● **What the task asks**: Copy the rows from the line containing "[locate] brick building" up to and including the line containing "<point>328,509</point>", replacing "running shoe" with "sneaker" and changing nothing else.

• • •

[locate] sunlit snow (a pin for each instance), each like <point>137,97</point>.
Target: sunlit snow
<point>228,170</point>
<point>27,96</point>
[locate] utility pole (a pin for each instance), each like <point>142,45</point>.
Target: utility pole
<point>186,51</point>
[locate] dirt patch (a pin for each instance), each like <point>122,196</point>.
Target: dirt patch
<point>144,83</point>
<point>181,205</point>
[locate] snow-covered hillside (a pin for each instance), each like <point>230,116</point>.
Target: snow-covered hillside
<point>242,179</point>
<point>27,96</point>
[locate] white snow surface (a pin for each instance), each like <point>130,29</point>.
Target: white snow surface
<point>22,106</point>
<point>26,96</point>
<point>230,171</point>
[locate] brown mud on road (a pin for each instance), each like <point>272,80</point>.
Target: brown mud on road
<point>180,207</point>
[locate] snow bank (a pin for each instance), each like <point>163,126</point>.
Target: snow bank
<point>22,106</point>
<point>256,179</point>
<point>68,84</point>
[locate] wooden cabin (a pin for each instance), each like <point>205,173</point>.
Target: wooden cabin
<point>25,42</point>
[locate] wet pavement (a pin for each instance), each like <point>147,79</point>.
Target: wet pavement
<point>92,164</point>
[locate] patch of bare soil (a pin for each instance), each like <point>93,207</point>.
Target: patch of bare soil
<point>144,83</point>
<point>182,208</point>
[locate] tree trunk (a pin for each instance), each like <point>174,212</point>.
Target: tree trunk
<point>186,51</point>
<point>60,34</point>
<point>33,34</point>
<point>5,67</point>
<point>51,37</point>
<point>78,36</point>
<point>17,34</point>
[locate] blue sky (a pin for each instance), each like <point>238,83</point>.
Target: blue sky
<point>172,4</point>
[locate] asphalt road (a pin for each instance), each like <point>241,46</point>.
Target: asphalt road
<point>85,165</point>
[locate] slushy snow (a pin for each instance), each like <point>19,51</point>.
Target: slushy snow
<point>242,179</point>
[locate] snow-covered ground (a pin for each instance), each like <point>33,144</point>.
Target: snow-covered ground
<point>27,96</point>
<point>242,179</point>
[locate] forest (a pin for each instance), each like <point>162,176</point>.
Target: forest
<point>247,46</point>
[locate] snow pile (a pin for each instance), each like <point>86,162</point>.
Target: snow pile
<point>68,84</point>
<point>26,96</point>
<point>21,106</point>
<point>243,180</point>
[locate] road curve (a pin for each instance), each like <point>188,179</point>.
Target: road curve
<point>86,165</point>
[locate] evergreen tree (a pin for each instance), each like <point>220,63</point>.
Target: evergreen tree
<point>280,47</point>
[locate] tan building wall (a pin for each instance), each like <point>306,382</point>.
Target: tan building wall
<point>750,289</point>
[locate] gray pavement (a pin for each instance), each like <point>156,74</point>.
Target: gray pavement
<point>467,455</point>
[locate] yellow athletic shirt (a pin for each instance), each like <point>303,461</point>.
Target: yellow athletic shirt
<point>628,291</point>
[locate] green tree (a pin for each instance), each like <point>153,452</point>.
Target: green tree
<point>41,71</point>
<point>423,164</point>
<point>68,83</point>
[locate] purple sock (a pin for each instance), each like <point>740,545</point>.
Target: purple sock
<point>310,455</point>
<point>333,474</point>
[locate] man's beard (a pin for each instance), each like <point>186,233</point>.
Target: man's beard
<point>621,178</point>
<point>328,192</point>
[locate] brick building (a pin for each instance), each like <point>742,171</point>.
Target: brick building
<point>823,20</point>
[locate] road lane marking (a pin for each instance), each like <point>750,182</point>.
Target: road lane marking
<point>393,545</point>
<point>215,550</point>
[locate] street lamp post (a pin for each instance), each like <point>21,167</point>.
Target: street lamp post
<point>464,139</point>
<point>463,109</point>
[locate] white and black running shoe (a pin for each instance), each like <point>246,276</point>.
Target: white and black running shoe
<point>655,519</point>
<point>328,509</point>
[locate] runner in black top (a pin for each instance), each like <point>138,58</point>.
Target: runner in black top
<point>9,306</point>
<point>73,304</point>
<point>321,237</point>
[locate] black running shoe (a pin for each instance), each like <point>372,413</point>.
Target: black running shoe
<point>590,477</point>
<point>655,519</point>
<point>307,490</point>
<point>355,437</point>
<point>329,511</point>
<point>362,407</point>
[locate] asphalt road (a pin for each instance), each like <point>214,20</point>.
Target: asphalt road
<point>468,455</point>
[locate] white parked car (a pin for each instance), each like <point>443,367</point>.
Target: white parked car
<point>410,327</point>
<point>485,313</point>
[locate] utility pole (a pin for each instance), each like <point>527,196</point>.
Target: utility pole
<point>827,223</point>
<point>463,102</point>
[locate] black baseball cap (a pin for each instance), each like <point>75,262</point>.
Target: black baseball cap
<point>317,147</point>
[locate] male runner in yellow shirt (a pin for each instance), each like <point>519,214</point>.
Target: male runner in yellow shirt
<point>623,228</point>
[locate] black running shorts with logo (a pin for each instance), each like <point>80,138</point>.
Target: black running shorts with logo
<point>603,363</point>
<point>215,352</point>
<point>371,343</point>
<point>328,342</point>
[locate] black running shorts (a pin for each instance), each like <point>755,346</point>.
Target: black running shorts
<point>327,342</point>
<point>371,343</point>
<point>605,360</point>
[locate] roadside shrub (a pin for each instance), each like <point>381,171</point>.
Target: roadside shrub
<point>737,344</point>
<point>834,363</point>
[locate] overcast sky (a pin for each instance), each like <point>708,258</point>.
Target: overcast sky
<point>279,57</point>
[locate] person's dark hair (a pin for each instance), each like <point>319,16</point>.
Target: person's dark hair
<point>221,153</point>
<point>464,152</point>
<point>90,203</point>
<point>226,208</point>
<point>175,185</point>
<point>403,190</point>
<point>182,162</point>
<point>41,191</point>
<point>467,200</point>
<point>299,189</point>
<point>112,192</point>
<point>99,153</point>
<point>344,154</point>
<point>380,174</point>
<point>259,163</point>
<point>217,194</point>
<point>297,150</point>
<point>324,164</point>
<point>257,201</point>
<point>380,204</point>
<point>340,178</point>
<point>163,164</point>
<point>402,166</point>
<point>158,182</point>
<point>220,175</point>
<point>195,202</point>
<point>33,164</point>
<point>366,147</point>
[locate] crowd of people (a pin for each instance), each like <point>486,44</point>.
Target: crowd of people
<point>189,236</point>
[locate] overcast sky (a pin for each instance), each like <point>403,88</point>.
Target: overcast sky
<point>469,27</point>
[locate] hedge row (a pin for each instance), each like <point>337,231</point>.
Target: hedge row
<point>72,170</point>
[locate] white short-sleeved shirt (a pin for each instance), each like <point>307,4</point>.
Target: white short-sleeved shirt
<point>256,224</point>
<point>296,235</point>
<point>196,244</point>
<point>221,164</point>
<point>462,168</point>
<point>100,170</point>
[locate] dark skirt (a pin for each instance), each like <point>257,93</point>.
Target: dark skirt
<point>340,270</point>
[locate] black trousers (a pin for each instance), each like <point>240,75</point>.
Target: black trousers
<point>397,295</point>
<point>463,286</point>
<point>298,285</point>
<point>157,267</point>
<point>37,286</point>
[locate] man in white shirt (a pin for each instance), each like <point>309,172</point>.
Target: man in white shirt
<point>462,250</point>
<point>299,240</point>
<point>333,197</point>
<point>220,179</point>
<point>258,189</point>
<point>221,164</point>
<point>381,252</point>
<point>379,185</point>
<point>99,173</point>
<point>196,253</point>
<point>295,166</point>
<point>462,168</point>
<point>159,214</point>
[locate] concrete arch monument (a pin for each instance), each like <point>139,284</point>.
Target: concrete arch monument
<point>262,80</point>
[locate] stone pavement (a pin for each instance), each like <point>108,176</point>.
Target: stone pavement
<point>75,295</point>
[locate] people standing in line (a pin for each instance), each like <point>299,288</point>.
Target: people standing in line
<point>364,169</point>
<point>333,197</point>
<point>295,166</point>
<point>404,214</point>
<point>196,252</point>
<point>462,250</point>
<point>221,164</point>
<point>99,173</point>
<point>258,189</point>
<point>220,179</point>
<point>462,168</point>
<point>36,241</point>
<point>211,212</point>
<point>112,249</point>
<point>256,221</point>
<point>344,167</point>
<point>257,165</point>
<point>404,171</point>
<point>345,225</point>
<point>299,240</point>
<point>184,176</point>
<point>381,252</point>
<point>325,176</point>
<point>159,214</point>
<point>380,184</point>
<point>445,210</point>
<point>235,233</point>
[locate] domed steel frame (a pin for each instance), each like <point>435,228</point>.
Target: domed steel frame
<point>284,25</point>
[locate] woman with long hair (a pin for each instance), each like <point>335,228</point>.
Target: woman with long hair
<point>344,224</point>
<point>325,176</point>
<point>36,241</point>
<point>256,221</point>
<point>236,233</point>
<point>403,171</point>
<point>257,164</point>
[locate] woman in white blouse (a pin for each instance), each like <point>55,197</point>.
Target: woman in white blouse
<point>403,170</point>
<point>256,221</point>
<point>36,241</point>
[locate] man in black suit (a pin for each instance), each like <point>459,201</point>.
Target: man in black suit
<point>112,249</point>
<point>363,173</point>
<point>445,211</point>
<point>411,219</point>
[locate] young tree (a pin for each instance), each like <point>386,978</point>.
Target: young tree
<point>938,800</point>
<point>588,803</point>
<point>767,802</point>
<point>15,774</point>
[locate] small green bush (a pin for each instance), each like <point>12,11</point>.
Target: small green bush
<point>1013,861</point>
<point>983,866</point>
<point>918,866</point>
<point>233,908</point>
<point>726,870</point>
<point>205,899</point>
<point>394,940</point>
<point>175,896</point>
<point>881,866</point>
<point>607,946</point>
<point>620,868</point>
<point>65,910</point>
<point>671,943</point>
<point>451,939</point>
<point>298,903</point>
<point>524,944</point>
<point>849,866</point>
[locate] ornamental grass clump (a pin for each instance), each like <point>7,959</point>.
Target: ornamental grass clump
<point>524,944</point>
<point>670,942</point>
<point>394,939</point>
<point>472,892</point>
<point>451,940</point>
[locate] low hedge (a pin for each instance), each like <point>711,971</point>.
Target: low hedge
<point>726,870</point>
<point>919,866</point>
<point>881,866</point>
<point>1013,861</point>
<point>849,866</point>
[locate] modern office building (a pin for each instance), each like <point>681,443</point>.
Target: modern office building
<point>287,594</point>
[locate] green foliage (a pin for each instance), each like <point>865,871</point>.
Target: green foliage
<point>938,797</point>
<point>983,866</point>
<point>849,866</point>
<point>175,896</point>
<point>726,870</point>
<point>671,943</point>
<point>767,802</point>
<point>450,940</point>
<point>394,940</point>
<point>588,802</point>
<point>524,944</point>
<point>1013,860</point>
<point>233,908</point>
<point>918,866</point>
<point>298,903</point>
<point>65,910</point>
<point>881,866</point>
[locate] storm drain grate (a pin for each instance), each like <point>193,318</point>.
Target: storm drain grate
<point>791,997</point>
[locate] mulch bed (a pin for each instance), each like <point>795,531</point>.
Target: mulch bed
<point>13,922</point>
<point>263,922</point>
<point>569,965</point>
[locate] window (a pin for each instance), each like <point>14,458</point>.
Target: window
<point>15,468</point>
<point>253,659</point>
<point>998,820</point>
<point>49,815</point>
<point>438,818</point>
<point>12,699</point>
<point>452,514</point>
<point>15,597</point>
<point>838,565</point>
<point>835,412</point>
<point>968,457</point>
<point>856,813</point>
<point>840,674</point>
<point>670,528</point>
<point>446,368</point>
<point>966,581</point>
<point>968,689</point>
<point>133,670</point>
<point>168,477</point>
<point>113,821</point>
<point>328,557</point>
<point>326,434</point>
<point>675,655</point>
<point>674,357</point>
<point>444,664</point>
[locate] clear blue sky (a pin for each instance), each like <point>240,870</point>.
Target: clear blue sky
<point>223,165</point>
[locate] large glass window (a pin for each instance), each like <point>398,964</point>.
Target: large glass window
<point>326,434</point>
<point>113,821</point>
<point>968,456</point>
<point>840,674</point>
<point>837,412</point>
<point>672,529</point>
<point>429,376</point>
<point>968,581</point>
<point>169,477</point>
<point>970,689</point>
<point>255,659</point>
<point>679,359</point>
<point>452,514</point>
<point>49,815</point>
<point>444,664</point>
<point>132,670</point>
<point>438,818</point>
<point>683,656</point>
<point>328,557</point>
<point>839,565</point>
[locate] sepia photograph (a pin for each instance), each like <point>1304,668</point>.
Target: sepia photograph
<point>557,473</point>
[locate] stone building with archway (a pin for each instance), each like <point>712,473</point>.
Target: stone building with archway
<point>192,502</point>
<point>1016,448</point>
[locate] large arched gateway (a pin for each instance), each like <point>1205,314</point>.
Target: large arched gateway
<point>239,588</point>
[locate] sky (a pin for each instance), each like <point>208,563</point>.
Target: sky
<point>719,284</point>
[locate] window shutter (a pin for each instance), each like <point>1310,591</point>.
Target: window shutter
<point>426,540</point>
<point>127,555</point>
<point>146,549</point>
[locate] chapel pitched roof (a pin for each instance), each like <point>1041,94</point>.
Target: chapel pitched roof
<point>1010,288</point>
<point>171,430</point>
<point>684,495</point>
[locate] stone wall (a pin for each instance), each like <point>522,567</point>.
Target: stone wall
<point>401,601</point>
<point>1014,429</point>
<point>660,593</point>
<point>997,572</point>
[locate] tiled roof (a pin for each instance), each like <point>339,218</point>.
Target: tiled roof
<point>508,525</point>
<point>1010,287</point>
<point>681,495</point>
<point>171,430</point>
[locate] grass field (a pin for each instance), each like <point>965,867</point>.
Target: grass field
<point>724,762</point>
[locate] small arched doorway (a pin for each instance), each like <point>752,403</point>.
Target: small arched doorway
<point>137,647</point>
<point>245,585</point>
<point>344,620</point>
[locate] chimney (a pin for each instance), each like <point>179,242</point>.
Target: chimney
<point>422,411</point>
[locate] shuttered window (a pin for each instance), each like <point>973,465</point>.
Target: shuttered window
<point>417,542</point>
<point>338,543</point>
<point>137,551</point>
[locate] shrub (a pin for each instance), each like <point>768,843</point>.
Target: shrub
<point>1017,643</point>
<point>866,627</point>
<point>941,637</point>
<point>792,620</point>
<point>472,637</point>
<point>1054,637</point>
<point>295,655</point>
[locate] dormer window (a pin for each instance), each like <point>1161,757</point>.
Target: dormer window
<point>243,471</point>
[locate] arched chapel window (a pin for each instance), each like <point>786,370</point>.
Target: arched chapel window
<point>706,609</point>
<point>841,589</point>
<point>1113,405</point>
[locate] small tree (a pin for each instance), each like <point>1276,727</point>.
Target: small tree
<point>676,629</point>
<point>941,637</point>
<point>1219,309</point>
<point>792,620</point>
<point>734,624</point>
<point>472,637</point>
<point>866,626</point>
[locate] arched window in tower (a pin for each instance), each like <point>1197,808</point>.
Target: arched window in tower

• • •

● **Problem solution**:
[locate] brick building (a pin for each instance), each like <point>742,171</point>.
Target: brick building
<point>823,20</point>
[locate] road lane marking (a pin for each instance), each like <point>750,182</point>.
Target: road lane marking
<point>393,545</point>
<point>215,550</point>
[locate] street lamp post (a pin for each instance), each like <point>21,167</point>.
Target: street lamp post
<point>464,139</point>
<point>463,109</point>
[locate] white and black sneaker (a pin for each instance), each like <point>246,276</point>.
Target: white and black sneaker
<point>655,519</point>
<point>328,509</point>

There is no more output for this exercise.